Hasta Lana del Rey se ha pasado al vaper. Pero no es la única. El año pasado, antes de aparecer vestida de monja en la portada de Lux, Rosalía dijo en Omega, su canción con Ralphie Choo: “Ya no bebo, ya no fumo, no consumo y lo presumo”. Se ha terminado fardar de fumar muchos porros o meterse rayas de cocaína “como la M-30”. Los borrachos dan pereza. El orgullo es abstemio. Si alguien quiere alardear de algo mejor hacerlo de los días seguidos sin fallar en el gym o de haber sacado un 90 sobre 100 en la app Sleep Cycle. Incluso Fernando Gálvez, AKA Yung Beef, maldito entre los malditos, ingresó en una clínica de desintoxicación el año pasado para dejar la mala vida. “Acabé conectando con mi niño interior”, dijo quien ha sido el gran pionero del trap en España.
* * * * * * * * *
Tarea
Continúa el texto sobre la moda de la sobriedad entre artistas como Rosalía y Yung Beef a partir de su última frase.
* * * * * * * * *
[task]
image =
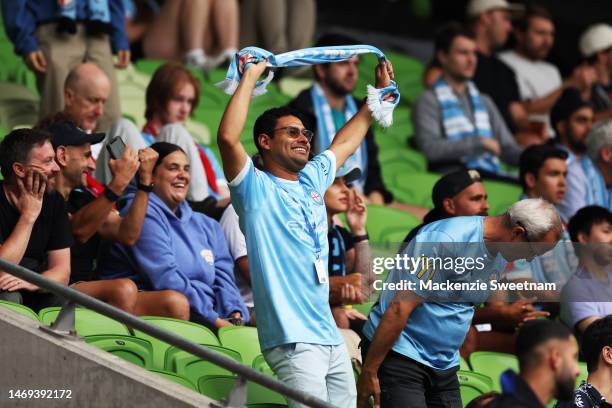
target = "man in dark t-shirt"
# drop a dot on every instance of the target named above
(34, 228)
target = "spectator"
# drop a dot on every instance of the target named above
(489, 20)
(277, 25)
(455, 125)
(54, 37)
(586, 296)
(543, 172)
(328, 105)
(591, 186)
(34, 226)
(460, 193)
(540, 83)
(172, 96)
(350, 273)
(179, 249)
(403, 348)
(596, 391)
(572, 119)
(203, 34)
(95, 219)
(286, 234)
(596, 47)
(548, 363)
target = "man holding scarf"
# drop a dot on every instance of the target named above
(53, 36)
(283, 217)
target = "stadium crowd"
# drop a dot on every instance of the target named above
(171, 227)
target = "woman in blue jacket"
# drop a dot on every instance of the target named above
(180, 249)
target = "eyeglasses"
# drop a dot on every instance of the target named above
(294, 132)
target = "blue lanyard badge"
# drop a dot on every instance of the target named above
(312, 231)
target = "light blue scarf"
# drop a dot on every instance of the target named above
(458, 126)
(382, 110)
(326, 130)
(597, 192)
(99, 12)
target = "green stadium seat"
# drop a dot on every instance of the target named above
(87, 322)
(193, 367)
(129, 348)
(493, 364)
(242, 339)
(383, 220)
(21, 309)
(472, 385)
(175, 378)
(189, 330)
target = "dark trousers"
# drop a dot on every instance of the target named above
(409, 384)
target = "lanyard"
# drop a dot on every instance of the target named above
(312, 227)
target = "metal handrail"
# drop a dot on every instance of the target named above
(126, 318)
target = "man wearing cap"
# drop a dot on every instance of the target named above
(572, 119)
(592, 186)
(95, 219)
(415, 330)
(34, 228)
(596, 47)
(491, 24)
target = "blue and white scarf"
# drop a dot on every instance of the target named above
(458, 126)
(382, 110)
(326, 130)
(597, 192)
(98, 12)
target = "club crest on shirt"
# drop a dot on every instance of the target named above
(208, 256)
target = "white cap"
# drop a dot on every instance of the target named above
(597, 37)
(475, 7)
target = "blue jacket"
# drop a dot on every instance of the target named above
(187, 254)
(21, 17)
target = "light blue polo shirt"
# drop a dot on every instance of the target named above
(436, 329)
(292, 305)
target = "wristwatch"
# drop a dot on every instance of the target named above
(147, 188)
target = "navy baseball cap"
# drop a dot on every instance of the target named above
(67, 133)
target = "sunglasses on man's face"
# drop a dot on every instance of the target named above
(294, 132)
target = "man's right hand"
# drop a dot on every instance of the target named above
(123, 170)
(368, 386)
(491, 145)
(31, 191)
(36, 61)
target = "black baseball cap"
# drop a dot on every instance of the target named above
(67, 133)
(452, 184)
(568, 103)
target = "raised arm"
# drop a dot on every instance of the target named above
(232, 152)
(352, 133)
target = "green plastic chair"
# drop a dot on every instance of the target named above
(493, 364)
(21, 309)
(87, 322)
(243, 339)
(136, 351)
(472, 385)
(175, 378)
(258, 394)
(382, 219)
(189, 330)
(192, 367)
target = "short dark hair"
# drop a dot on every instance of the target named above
(585, 218)
(447, 34)
(266, 122)
(532, 159)
(164, 149)
(597, 336)
(532, 11)
(16, 148)
(165, 84)
(535, 333)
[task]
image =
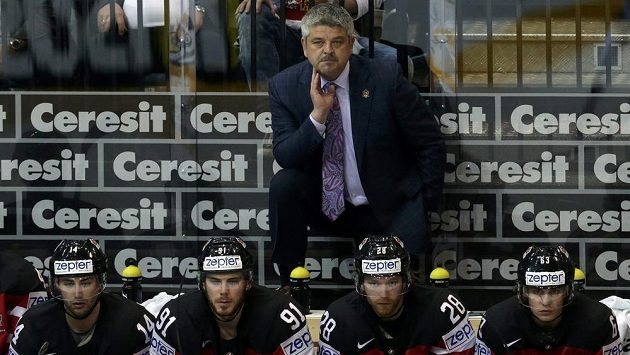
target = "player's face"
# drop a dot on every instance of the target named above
(79, 293)
(546, 303)
(384, 294)
(328, 49)
(226, 293)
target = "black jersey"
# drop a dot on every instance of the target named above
(270, 323)
(433, 321)
(123, 327)
(587, 327)
(21, 286)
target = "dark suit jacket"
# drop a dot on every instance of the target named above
(399, 148)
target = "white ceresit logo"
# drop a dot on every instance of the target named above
(555, 278)
(70, 267)
(389, 266)
(222, 263)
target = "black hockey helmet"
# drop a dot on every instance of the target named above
(225, 254)
(77, 258)
(545, 267)
(381, 256)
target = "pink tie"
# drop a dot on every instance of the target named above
(332, 163)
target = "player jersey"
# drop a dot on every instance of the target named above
(21, 287)
(270, 323)
(433, 321)
(123, 327)
(587, 327)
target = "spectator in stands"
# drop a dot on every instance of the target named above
(229, 314)
(384, 175)
(21, 286)
(388, 314)
(81, 318)
(547, 316)
(269, 29)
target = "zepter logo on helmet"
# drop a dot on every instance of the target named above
(381, 257)
(545, 268)
(77, 258)
(225, 254)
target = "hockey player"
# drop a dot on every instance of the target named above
(229, 314)
(547, 316)
(80, 318)
(21, 286)
(388, 314)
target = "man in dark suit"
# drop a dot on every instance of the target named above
(393, 152)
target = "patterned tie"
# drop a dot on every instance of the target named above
(332, 163)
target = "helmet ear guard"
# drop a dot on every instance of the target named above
(381, 256)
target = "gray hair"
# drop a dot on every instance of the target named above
(327, 15)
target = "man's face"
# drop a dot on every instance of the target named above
(79, 293)
(546, 303)
(226, 292)
(328, 49)
(384, 294)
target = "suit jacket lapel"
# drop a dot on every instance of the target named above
(361, 89)
(304, 88)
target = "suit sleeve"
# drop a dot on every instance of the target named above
(291, 332)
(296, 142)
(422, 135)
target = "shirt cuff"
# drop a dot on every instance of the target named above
(363, 7)
(321, 128)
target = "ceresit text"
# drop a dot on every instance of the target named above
(227, 219)
(147, 119)
(566, 221)
(467, 218)
(231, 167)
(465, 121)
(552, 169)
(525, 122)
(150, 215)
(228, 122)
(153, 267)
(67, 168)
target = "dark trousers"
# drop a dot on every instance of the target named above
(294, 205)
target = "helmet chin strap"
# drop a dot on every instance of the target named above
(231, 317)
(98, 299)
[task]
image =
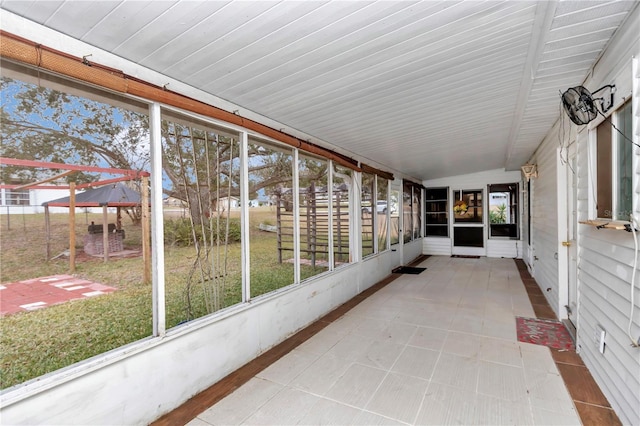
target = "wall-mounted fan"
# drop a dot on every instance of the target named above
(582, 107)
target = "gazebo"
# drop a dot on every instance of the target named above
(112, 195)
(105, 193)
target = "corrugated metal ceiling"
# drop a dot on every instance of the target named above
(431, 89)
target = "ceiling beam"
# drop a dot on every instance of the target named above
(545, 13)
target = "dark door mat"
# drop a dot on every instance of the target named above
(544, 332)
(408, 270)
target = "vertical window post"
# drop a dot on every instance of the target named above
(244, 215)
(157, 221)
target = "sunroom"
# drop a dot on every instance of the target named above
(299, 154)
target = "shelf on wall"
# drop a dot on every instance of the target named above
(603, 223)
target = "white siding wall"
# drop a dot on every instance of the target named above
(494, 247)
(605, 256)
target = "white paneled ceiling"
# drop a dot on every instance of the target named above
(431, 89)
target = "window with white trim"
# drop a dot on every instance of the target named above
(614, 152)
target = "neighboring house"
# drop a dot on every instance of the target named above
(29, 201)
(586, 272)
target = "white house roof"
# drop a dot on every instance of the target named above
(430, 88)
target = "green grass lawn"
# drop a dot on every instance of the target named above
(41, 341)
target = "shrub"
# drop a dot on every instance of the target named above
(179, 232)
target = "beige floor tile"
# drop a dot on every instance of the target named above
(467, 324)
(287, 407)
(351, 347)
(380, 354)
(439, 348)
(398, 397)
(198, 422)
(321, 375)
(429, 338)
(288, 367)
(502, 382)
(327, 412)
(464, 344)
(366, 418)
(537, 358)
(242, 403)
(457, 371)
(357, 385)
(550, 418)
(445, 405)
(548, 391)
(417, 362)
(494, 411)
(500, 351)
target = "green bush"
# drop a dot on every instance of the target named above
(178, 232)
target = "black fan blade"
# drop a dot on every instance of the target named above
(578, 103)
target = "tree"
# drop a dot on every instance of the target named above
(201, 165)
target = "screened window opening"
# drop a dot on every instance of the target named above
(369, 211)
(270, 171)
(407, 209)
(437, 212)
(314, 214)
(614, 166)
(203, 261)
(16, 197)
(467, 206)
(394, 216)
(383, 210)
(342, 186)
(503, 210)
(49, 119)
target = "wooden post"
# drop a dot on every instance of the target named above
(72, 227)
(105, 234)
(119, 219)
(47, 230)
(146, 233)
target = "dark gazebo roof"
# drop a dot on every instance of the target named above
(112, 195)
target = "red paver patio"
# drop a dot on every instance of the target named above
(38, 293)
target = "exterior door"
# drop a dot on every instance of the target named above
(572, 231)
(468, 236)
* * * * * * * * *
Tu respuesta
Uno de los síntomas del giro del malditismo hacia la cultura del wellness es cómo ha cambiado el mito del vampiro. El personaje nació con Polidori, médico italiano que acompañó a los Shelley y a Lord Byron en aquel célebre verano narrado por Gonzalo Suárez en Remando al viento (1988). De ese juego literario surgieron Frankenstein y también El vampiro, cuyo protagonista estaba inspirado en el propio Byron: seductor, hedonista, entregado al exceso. Un maldito en toda regla. Más de un siglo después, tras innumerables adaptaciones, el vampiro de nuestra época es Bryan Johnson, el multimillonario que quiere vivir 150 años, cena a las once y media de la mañana y presume de beber la sangre de su hijo.

La industria global del bienestar alcanzó una valoración de 6,32 billones de dólares en 2023, según el Global Wellness Institute. Es un aumento del 26% respecto a 2019. Al mismo tiempo, todo un ecosistema económico, cultural y médico se ha articulado en torno a la promesa de vivir más tiempo. El nuevo estatus socioeconómico es la juventud y la longevidad. En 2024 se publicaron casi 6.000 papers sobre longevidad en PubMed, cinco veces más que hace dos décadas. El Financial Times contaba que, en los centros financieros de Londres y Nueva York, ha dejado de presumirse de agendas imposibles o millas aéreas: ahora el orgullo pasa por las ocho horas de sueño registradas por un anillo Oura o por los minutos resistidos en una sesión de crioterapia.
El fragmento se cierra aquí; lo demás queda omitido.